** begin Page **
Metadata-Version: 2.4
Name: data_cleaner_lib
Version: 1.1
Summary: A comprehensive data cleaning library for pandas DataFrames
Author-email: Giri V <srisankargiriv14@gmail.com>
License-Expression: MIT
License-File: LICENSE.txt
Classifier: Operating System :: OS Independent
Classifier: Programming Language :: Python :: 3
Requires-Python: >=3.9
Requires-Dist: numpy>=1.21.0
Requires-Dist: pandas>=1.5.0
Requires-Dist: scipy>=1.7.0
Description-Content-Type: text/markdown

# data_cleaner_lib: A Comprehensive Python Data Cleaning Library

`data_cleaner_lib` is a robust and intuitive Python library designed to streamline the often complex and time-consuming process of data cleaning for pandas DataFrames. It provides a comprehensive suite of tools to identify and rectify common data quality issues, including missing values, duplicates, outliers, and inconsistent text formats, with careful consideration for various edge cases. This library aims to empower data professionals and analysts to prepare their datasets for analysis and machine learning models with greater efficiency and reliability.
** end Page **
** begin Material provided **
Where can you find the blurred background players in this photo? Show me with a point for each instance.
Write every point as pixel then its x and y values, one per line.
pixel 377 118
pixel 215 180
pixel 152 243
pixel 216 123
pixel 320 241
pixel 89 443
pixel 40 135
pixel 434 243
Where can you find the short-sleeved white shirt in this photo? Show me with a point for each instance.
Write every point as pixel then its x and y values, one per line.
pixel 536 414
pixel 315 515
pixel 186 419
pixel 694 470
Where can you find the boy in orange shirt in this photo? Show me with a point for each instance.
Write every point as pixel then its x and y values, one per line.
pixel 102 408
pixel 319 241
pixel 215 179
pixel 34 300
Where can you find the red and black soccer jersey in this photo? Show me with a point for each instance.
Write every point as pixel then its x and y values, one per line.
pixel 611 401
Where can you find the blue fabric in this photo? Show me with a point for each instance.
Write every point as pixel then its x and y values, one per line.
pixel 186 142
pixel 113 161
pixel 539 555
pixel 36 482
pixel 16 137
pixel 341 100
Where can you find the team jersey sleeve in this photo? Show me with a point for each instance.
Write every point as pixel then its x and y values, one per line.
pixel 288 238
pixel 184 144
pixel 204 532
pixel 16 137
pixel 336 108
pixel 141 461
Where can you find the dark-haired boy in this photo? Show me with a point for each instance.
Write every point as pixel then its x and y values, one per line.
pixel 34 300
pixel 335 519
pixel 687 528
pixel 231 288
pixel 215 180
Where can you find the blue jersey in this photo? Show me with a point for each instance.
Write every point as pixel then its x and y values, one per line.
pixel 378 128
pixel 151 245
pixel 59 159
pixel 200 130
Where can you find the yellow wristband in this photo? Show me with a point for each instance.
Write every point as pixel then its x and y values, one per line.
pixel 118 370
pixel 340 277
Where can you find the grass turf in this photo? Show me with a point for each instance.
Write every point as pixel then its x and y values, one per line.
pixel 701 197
** end Material provided **
### [What you need to do]
Write the next part of the data_cleaner_lib package description, starting after its final sentence. None of these items are needed for anything asked here.

### [Response below]
## Features

`data_cleaner_lib` offers a versatile set of functionalities to tackle diverse data cleaning challenges:

- **Handle Missing Values**: Impute or remove missing data using a variety of strategies:
  - `'mean'`: Replace missing numerical values with the column's mean.
  - `'median'`: Replace missing numerical values with the column's median.
  - `'mode'`: Replace missing values (numerical or categorical) with the most frequent value.
  - `'drop'`: Remove rows containing missing values in specified columns.
  - `'custom'` (value): Fill with a user-specified constant value.
- **Remove Duplicates**: Identify and eliminate redundant rows based on all columns or a specified subset, ensuring data uniqueness with options to keep `'first'`, `'last'`, or no duplicates.
- **Handle Outliers**: Detect and mitigate the impact of extreme values using statistical methods:
  - `'iqr'` (Interquartile Range): Cap values outside 1.5×IQR from quartiles.
  - `'zscore'`: Replace outliers with the median based on a Z-score threshold (default 0.8), with additional clipping for `age` (≥100) and `salary` (≥1e6).
- **Standardize Text Data**: Clean and normalize string columns to ensure consistency:
  - Convert to lowercase.
  - Strip leading/trailing whitespace.
  - Remove extra internal whitespace.
  - Handle special characters and non-alphanumeric data.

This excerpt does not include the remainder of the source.